> Activity
If pictures are present, leave them out, and copy the data word for word.

(Point localization data)

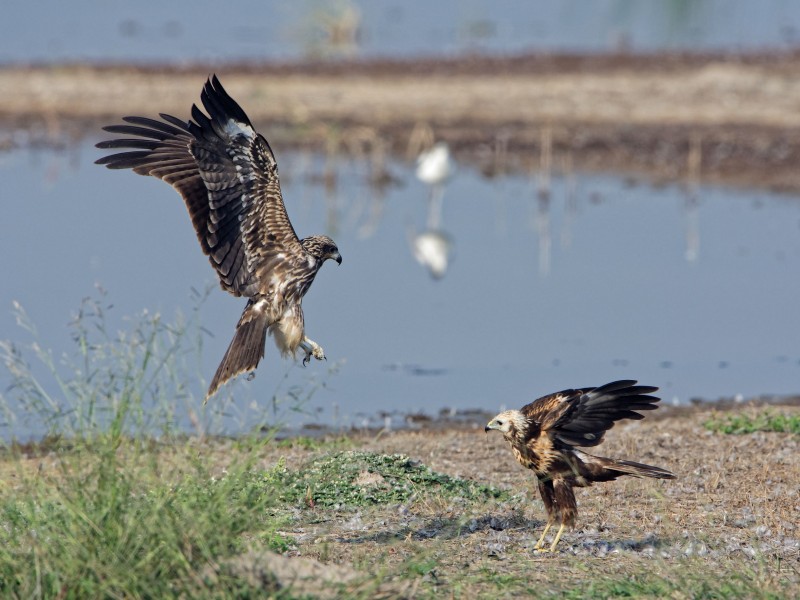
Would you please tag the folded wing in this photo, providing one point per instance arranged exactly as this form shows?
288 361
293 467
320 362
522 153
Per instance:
228 178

> Your response
Would you please tag the folded wing in this photo, providing one point per instance arranged exactly as this form shows?
288 361
293 467
320 362
522 153
Per instance:
228 178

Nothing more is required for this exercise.